___ Auszug der Seite ___
# Welche Office Version für Win 7 64 Bit ?



## marvel_master (10. April 2018)

*Welche Office Version für Win 7 64 Bit ?*

Hallo zusammen,

ich benötige für mich selber im privaten Gebrauch aktuell Office für einen Windows 7 64 Bit Rechner. Es gibt ja diverse
Office Versionen und zwar laut Wikipedia Offie 2010,2011, 2013, 2016 und Office 365.
Ich brauche von Office nur Word, Excel und Powerpoint

Das Office 365 fällt für mich raus wegen der Überwachung und dem Abo Modell
2016 ist wohl noch zu neu und zu modern bzw. kostet zuviel. Insbesondere weil Office 2013 wohl das selbe kann wie 2016.

Die Frage die sich mir stellt ist, welches Office nehme ich jetzt : 2010,2011 oder 2013?
Auf Sicherheitsupdates lege ich keinen Wert, kann also auch älter sein.

Was mir wichtig ist, dass es schlank ist, stabil läuft, möglichst nicht in mein Betriebssytem eingreift
und docx, xlsx Dokumente öffnen kann.
Das wichtigste für mich ist allerdings, dass die Manipulation am Betriebssystemkern möglichst gering ist, um eine
sehr hohe Stabilität + Verfügbarkeit des OS zu gewährleisten.

Das ist auch der Grund, warum ich bisher kein Office benutzt habe. Ich setze nach Möglichkeit immer nur portable Programme ein, die
halt nur für sich selber laufen. LibreOffice zum Bsp bietet so eine Portable Lösung an.

MfG


----------



## azzih (10. April 2018)

*AW: Welche Office Version für Win 7 64 Bit ?*

Für dich reicht dann Home and Student. Kostet im Laden regulär so 110€ als Key kriegt man das viel billiger, 17,99€ bei Kinguin beispielsweise.

Ansonsten wenn man wirklich die Pappbox haben will dann empfehle ich immer Office 365. Erstens man kriegt automatisch immer die neuste Version und zweitens kriegt man das in diversen Sales gerne mal für unter 40€ was aufs Jahr gerechnet jetzt net mega teuer ist. Auch ist Office 365 immer das Komplettpaket, also auch mit Outlook etc.

Logischerweise nimmt man auch die neuste Office Version, macht schlicht kein Sinn irgend ein altes zu nehmen. Überwachung ist natürlich Blödsinn davon hab ich noch nie was gehört, das 365 Ding ist halt auf 1 Jahr beschränkt


----------



## Abductee (10. April 2018)
___ Zeilen des Datensatzes ___
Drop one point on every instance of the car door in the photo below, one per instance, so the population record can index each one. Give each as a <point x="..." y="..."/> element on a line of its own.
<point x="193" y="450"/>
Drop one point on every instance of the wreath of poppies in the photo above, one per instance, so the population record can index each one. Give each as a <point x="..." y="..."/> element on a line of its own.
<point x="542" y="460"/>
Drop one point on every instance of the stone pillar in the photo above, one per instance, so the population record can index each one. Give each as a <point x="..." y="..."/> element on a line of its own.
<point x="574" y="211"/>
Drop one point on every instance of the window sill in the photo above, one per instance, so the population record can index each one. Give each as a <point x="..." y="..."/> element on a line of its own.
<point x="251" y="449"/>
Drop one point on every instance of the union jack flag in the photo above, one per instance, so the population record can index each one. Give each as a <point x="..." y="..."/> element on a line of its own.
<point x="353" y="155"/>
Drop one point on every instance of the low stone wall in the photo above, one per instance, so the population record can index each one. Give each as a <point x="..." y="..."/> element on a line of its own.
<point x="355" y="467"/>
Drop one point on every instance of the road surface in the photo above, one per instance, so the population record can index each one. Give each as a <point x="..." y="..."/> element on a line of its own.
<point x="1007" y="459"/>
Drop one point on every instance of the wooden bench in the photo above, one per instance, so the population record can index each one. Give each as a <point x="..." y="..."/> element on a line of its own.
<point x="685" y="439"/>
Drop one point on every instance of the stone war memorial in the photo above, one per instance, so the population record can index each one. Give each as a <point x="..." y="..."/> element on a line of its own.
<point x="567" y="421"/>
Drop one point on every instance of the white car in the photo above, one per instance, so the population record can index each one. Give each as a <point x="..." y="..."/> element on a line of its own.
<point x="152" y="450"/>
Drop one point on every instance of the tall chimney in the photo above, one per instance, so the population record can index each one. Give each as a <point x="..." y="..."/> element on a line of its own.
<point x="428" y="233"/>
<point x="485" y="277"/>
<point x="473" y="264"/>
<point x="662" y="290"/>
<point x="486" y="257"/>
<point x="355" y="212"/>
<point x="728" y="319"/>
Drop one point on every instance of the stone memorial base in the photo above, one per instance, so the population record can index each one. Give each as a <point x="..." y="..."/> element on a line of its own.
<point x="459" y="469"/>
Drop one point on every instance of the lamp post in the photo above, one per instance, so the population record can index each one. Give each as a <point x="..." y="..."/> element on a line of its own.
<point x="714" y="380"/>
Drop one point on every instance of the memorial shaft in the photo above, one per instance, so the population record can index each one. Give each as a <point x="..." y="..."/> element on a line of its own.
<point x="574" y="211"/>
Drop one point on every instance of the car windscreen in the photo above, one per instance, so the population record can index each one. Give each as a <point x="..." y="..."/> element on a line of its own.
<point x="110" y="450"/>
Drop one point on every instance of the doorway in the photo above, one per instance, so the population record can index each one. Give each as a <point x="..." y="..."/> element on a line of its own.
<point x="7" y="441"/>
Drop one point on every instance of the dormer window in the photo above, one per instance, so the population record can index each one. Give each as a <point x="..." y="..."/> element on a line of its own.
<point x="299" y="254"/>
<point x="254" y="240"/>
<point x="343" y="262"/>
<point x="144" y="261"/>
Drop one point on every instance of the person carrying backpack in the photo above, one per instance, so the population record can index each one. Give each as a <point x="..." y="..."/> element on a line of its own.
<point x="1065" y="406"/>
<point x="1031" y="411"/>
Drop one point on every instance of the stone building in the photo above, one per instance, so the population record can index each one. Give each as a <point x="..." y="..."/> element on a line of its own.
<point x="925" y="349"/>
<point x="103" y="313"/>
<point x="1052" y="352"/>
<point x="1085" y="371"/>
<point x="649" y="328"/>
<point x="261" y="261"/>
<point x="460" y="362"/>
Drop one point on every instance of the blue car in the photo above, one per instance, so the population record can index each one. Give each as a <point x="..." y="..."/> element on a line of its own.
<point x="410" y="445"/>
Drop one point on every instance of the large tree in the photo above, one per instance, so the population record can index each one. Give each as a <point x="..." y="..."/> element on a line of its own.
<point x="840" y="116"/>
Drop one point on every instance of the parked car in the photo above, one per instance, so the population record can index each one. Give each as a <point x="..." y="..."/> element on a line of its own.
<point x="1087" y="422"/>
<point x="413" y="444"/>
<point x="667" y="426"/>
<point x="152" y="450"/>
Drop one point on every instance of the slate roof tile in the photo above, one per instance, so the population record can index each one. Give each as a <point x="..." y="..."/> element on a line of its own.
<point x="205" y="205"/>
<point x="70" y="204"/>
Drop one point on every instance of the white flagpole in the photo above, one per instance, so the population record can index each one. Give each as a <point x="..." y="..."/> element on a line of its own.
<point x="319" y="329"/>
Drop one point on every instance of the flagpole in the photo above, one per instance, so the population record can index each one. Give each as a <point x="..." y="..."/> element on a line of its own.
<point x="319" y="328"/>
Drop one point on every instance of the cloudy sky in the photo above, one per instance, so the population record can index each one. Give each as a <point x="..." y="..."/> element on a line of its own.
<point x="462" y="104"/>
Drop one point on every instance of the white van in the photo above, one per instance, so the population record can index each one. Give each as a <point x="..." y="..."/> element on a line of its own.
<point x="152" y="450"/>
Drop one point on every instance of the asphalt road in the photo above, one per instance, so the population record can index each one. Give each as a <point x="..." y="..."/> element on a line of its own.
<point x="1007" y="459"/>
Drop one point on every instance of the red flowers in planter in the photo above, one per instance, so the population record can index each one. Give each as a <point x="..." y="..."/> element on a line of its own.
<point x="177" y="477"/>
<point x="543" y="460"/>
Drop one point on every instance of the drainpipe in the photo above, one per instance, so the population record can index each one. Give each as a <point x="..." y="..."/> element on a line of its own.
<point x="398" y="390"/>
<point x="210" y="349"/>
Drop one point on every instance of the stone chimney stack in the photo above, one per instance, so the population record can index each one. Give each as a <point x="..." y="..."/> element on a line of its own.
___
> **Zu lösende Aufgabe**
Entnimm dem Forenthread zur Office-Version den Abschnitt zwischen "## azzih (10." und "bei Kinguin beispielsweise.", beide eingeschlossen, und gib ihn wortgetreu wieder.

> **Antwort darauf**
## azzih (10. April 2018)

*AW: Welche Office Version für Win 7 64 Bit ?*

Für dich reicht dann Home and Student. Kostet im Laden regulär so 110€ als Key kriegt man das viel billiger, 17,99€ bei Kinguin beispielsweise.